:: Text-to-region grounding data ::

>>

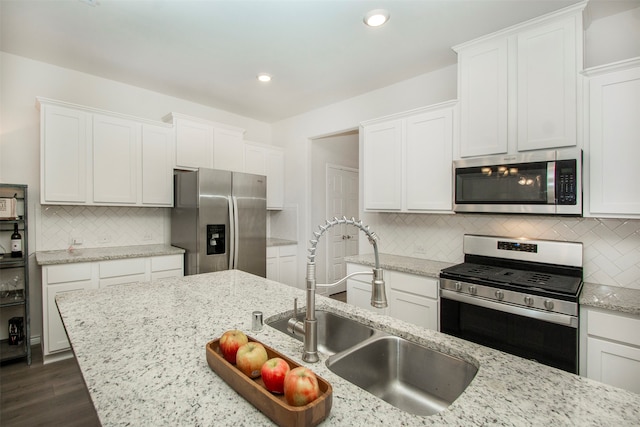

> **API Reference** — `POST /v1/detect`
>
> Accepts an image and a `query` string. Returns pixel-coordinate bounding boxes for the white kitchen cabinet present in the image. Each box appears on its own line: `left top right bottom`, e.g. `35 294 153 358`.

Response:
168 113 245 171
142 124 174 206
583 58 640 218
37 98 175 207
387 270 439 330
582 307 640 394
39 102 89 204
92 114 140 204
41 254 183 363
244 141 285 210
361 102 455 213
42 263 97 358
454 3 585 158
266 245 297 287
346 263 438 329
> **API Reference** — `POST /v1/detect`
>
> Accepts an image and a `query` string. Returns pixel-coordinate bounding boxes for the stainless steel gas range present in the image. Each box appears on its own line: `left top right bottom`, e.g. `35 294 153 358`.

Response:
439 234 583 374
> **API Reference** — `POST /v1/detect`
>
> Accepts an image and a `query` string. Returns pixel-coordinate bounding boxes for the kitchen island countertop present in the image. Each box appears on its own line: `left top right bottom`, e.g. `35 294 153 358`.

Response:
56 270 640 426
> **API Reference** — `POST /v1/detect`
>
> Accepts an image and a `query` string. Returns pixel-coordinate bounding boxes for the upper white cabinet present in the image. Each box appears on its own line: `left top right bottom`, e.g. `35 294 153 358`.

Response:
92 114 139 204
39 103 89 204
37 98 174 207
454 3 585 158
244 141 285 210
361 102 455 213
583 58 640 218
166 113 245 172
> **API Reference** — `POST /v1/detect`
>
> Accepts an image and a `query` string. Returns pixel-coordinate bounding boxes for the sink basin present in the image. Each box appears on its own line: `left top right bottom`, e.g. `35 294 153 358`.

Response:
326 335 478 416
266 309 376 355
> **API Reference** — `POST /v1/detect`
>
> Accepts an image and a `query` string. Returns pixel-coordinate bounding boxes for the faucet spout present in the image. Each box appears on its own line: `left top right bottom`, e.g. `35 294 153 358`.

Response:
288 217 387 363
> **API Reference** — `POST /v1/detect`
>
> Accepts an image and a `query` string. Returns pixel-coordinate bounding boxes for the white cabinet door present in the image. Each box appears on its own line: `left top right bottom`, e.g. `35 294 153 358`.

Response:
362 120 403 210
213 128 244 172
93 114 139 204
142 124 174 206
265 149 284 210
244 142 285 210
278 256 297 287
517 17 578 151
46 280 95 354
175 118 214 169
586 336 640 394
388 291 438 330
405 108 453 211
40 103 88 204
457 37 509 157
586 61 640 217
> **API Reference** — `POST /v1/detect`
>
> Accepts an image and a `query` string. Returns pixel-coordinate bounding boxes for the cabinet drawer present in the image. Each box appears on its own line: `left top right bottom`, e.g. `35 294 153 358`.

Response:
46 263 93 284
587 309 640 347
99 258 146 278
151 255 183 272
278 245 297 257
387 270 438 299
267 246 278 258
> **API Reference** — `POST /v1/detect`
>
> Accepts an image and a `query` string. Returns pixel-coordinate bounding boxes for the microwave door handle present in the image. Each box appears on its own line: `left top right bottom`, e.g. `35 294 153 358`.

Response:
547 162 556 205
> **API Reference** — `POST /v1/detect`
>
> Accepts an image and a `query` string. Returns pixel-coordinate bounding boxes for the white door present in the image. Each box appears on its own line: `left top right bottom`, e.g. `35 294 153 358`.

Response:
326 165 359 293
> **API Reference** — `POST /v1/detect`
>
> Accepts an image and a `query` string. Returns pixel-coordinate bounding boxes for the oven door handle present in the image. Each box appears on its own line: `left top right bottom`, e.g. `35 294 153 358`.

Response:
440 289 579 328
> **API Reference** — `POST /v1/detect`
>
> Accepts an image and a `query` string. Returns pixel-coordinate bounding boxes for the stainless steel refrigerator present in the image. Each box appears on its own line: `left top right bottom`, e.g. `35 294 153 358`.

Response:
171 168 266 277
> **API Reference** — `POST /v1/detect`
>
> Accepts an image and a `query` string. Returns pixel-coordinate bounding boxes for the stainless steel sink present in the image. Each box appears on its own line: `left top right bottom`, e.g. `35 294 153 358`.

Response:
326 335 478 416
266 309 376 355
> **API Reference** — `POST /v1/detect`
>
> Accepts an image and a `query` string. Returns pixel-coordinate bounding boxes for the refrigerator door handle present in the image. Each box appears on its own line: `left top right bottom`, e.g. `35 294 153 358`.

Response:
232 195 240 269
228 196 235 270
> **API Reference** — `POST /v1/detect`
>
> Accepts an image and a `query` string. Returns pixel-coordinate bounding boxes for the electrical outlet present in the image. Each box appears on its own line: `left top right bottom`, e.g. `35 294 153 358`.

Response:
414 244 426 254
70 236 83 245
142 233 153 241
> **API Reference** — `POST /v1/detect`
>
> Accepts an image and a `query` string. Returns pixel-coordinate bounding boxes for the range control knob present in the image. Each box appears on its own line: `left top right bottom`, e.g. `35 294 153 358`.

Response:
544 300 555 311
454 282 462 292
495 290 504 301
469 285 477 295
524 296 534 307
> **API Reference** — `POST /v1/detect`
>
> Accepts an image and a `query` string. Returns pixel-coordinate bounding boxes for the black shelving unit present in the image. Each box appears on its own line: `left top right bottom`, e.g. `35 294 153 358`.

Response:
0 184 31 365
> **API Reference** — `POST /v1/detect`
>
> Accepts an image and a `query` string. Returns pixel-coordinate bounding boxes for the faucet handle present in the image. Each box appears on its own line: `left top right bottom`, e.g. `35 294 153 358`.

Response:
293 297 298 317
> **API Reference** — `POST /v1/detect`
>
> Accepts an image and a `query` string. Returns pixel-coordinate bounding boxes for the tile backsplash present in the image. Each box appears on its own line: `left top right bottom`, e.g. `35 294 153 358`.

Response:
37 205 168 251
375 213 640 290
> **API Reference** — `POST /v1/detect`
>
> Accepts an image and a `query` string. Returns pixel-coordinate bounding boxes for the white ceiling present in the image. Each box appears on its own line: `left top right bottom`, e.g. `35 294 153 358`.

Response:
1 0 637 123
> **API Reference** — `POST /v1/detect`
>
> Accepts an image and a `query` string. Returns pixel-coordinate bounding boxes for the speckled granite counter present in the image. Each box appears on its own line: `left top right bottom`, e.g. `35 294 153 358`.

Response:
267 238 297 247
580 282 640 316
56 270 640 426
346 253 640 317
35 244 185 265
344 253 454 279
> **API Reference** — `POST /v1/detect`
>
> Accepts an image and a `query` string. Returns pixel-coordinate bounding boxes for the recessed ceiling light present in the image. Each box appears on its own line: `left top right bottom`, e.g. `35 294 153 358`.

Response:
363 9 390 27
257 73 272 83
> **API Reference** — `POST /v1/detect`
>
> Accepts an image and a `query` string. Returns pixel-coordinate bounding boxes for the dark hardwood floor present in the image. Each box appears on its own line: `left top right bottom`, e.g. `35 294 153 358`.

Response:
0 292 347 427
1 345 100 427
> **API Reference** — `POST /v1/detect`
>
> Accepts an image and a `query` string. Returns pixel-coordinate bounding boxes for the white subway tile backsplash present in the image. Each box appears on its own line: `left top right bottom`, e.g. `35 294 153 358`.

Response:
38 205 168 251
375 213 640 290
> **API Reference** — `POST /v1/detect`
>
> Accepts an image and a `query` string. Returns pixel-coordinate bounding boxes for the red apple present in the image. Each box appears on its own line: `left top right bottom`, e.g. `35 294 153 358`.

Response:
219 330 248 364
261 357 291 394
236 342 268 378
284 366 320 406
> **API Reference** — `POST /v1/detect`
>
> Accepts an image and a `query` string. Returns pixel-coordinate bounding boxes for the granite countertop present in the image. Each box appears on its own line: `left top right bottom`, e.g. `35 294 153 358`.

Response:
56 270 640 426
35 244 185 265
346 253 640 316
267 237 297 247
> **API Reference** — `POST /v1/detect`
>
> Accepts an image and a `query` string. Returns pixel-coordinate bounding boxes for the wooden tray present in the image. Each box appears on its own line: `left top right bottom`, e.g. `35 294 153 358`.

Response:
206 336 332 427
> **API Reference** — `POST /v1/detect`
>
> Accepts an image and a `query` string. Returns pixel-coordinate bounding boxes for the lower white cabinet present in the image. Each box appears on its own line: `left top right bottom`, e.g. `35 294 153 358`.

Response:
266 245 297 287
581 307 640 394
346 263 439 329
41 254 183 363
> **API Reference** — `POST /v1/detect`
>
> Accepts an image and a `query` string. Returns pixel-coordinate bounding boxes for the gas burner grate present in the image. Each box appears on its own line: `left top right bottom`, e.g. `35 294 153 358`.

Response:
466 265 496 275
525 273 553 286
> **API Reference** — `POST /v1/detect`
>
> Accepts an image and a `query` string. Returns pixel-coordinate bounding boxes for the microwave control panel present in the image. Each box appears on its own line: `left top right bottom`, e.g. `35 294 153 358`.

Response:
556 160 577 205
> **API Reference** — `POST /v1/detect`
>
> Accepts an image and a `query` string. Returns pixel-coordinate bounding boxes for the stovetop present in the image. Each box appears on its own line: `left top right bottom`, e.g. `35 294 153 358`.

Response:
440 261 583 298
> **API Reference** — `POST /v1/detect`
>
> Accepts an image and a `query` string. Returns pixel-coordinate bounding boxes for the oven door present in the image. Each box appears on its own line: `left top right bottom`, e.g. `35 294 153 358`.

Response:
440 290 578 374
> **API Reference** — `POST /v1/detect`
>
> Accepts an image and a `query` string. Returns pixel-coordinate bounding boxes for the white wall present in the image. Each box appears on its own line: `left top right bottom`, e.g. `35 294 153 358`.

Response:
0 52 272 341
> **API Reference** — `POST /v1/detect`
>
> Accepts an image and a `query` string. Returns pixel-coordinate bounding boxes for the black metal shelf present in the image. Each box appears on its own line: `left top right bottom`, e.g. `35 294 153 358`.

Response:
0 183 30 365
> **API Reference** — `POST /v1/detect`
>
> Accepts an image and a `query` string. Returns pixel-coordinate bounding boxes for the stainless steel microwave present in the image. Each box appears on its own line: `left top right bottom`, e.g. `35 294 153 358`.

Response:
453 148 582 215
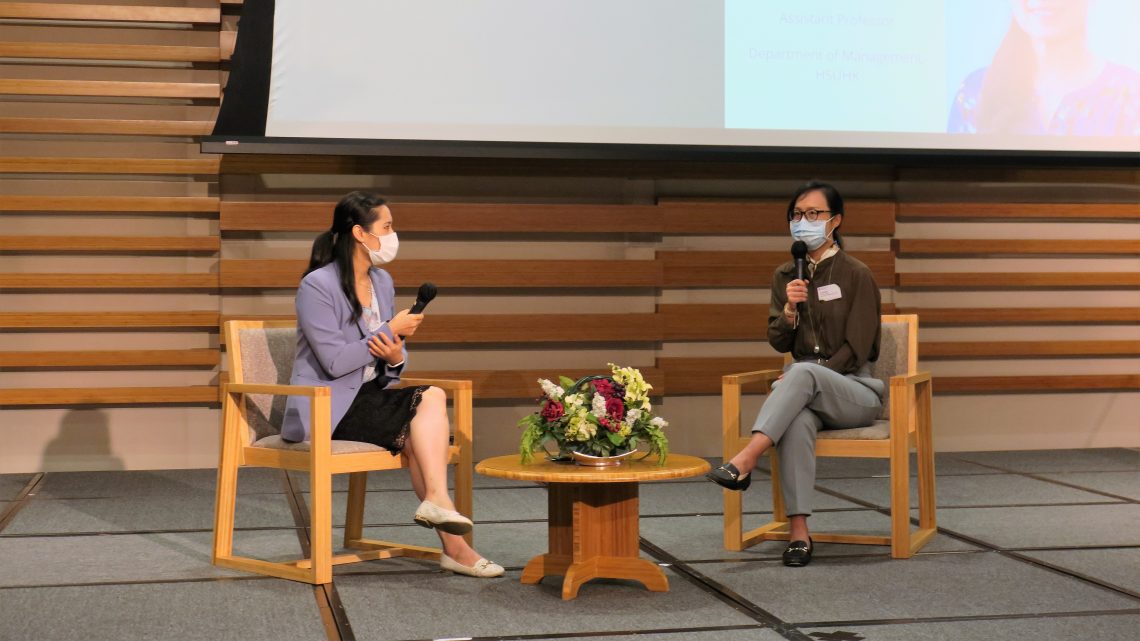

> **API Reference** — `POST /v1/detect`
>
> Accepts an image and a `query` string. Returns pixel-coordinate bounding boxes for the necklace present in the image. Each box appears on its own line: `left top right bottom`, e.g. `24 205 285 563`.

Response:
805 255 838 356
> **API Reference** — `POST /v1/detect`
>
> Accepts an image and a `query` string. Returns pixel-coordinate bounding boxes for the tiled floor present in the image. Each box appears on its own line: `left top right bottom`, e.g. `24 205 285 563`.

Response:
0 449 1136 641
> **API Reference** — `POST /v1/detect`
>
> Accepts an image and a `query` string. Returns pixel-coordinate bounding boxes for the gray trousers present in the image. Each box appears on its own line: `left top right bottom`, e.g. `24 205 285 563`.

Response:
752 362 882 517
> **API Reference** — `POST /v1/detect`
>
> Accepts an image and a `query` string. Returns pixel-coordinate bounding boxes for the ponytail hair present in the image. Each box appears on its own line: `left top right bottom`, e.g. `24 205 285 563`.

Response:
787 180 845 249
304 191 386 320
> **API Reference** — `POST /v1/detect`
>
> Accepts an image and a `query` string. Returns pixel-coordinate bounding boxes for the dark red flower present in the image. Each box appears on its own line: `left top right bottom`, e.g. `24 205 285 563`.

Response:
541 400 564 420
599 417 621 433
593 379 617 398
605 396 624 419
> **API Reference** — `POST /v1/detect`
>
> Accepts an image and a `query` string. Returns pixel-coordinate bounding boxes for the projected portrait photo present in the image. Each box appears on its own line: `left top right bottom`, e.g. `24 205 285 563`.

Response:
947 0 1140 135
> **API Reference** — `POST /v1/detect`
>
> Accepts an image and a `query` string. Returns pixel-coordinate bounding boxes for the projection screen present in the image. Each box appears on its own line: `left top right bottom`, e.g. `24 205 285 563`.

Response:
213 0 1140 157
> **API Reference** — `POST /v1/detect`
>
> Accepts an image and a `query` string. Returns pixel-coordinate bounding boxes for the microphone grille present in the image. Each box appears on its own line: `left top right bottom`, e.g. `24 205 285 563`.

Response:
417 282 438 302
791 241 808 259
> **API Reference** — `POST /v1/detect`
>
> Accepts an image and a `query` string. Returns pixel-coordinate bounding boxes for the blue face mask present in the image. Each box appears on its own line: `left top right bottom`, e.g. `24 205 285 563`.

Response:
790 218 831 250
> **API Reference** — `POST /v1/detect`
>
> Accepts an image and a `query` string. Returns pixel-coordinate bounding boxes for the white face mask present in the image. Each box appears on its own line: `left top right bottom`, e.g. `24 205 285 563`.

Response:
789 218 832 251
360 230 398 266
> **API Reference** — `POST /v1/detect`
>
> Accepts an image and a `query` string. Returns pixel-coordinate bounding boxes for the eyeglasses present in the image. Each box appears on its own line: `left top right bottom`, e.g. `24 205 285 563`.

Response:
789 209 833 222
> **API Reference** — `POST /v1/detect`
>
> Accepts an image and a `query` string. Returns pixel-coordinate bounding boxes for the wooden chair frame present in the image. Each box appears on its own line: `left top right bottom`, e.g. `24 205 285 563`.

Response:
213 320 473 584
721 314 936 558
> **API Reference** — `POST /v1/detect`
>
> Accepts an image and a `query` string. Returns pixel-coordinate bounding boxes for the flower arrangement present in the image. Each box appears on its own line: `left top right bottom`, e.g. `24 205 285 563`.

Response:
518 363 669 465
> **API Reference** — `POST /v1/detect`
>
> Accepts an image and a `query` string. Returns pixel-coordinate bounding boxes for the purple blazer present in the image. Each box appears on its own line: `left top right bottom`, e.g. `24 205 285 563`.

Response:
281 263 406 442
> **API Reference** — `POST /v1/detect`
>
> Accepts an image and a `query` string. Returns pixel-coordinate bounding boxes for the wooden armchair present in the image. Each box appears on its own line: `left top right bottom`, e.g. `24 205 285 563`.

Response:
721 314 936 558
213 320 473 584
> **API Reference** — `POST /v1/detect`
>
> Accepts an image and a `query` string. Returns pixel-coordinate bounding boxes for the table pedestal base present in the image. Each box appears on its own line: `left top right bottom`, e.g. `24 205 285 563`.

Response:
520 481 668 600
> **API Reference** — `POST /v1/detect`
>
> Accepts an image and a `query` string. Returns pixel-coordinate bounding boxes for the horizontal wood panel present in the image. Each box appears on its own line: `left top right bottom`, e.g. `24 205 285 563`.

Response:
0 42 221 62
0 273 218 290
406 367 665 400
0 79 220 99
220 202 664 233
0 311 220 329
219 259 663 289
659 356 785 395
659 250 895 287
897 272 1140 289
660 359 1140 395
0 117 213 136
408 313 663 344
897 203 1140 220
893 239 1140 256
0 157 221 175
897 307 1140 325
218 313 663 345
0 386 219 407
0 196 219 213
0 236 219 252
660 304 767 341
658 200 896 235
935 375 1140 393
659 303 898 341
0 349 218 368
0 3 220 23
922 341 1140 359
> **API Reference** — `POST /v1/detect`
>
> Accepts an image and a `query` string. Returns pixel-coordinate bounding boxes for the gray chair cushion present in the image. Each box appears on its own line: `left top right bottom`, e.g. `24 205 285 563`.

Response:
237 327 299 444
818 419 890 440
867 320 910 420
252 435 387 454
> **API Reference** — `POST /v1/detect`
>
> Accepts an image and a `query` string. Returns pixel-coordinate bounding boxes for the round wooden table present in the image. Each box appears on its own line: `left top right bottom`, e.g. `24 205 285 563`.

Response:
475 453 710 600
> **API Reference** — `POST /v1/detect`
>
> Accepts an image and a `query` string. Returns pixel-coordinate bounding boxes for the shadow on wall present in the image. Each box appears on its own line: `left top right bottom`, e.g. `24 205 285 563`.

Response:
41 409 125 472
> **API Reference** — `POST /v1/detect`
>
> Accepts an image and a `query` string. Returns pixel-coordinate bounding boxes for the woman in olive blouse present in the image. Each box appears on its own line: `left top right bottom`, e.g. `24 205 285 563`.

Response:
706 181 884 567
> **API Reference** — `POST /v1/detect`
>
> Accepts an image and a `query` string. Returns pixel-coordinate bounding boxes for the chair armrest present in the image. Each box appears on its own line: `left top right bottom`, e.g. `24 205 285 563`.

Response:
225 383 329 397
723 369 782 386
889 371 932 388
398 378 472 391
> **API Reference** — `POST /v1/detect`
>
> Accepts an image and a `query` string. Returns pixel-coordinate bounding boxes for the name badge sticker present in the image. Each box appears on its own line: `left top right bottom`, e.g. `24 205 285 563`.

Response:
817 284 842 302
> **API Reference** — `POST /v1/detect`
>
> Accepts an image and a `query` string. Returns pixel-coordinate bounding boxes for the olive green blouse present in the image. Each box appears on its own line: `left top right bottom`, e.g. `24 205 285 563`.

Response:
767 249 881 376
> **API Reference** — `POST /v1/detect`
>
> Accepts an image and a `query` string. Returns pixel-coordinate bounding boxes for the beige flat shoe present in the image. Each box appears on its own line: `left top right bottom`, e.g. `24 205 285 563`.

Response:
413 499 473 535
440 553 504 578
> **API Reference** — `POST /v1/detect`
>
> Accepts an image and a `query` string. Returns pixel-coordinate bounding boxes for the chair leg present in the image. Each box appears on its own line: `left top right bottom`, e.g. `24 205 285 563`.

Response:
770 449 788 522
916 381 937 531
309 465 333 584
212 397 242 564
723 487 744 551
344 471 367 548
889 411 913 559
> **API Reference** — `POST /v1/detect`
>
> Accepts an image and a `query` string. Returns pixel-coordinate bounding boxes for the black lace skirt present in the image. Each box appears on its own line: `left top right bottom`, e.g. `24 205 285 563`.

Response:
332 379 429 453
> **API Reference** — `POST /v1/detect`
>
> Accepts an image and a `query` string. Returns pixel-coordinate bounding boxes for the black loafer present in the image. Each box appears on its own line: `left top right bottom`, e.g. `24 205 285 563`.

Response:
705 462 752 491
782 537 813 567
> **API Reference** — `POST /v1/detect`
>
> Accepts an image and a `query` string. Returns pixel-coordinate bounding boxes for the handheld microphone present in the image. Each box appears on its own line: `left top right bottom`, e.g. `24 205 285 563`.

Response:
790 241 808 312
409 282 437 314
397 282 437 342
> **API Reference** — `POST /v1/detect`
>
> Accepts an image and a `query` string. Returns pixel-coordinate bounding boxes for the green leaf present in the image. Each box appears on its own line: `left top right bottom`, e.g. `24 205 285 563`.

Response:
559 376 576 390
606 431 624 446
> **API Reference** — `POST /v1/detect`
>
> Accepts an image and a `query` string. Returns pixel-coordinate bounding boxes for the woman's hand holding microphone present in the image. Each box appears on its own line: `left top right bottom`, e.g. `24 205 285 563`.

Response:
784 278 810 320
367 309 423 365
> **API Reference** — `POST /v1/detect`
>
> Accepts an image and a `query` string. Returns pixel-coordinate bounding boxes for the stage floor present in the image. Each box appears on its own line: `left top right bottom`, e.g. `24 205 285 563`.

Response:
1 448 1137 641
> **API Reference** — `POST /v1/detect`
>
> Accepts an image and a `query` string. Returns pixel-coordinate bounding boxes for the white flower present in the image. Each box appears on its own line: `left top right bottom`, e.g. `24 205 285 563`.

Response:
538 378 564 399
625 408 642 425
592 393 608 417
563 393 584 409
650 417 668 429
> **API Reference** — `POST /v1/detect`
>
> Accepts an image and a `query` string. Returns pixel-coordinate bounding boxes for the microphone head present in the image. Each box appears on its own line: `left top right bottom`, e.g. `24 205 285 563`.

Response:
416 282 437 304
791 241 808 259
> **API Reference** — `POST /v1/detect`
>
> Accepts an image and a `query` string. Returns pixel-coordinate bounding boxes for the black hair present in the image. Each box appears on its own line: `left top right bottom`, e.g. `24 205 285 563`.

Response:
304 190 386 320
786 180 844 249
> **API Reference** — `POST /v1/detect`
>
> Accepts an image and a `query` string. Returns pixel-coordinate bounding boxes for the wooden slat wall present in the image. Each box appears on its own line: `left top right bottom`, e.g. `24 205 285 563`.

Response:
3 2 1136 469
0 2 225 421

<<

:: Instructions to follow ::
Print exactly the lines from the first line of the records above through the line containing "the white kitchen", both included, and leave the pictures out.

:: Response ::
> **API Reference** — `POST /v1/detect`
>
> Accepts an image and a `query` string. Returns pixel-coordinate bounding boxes for the white kitchen cabinet present in the image. Each box appears on its own line: `left top right bottom`, e.g. `35 294 153 358`.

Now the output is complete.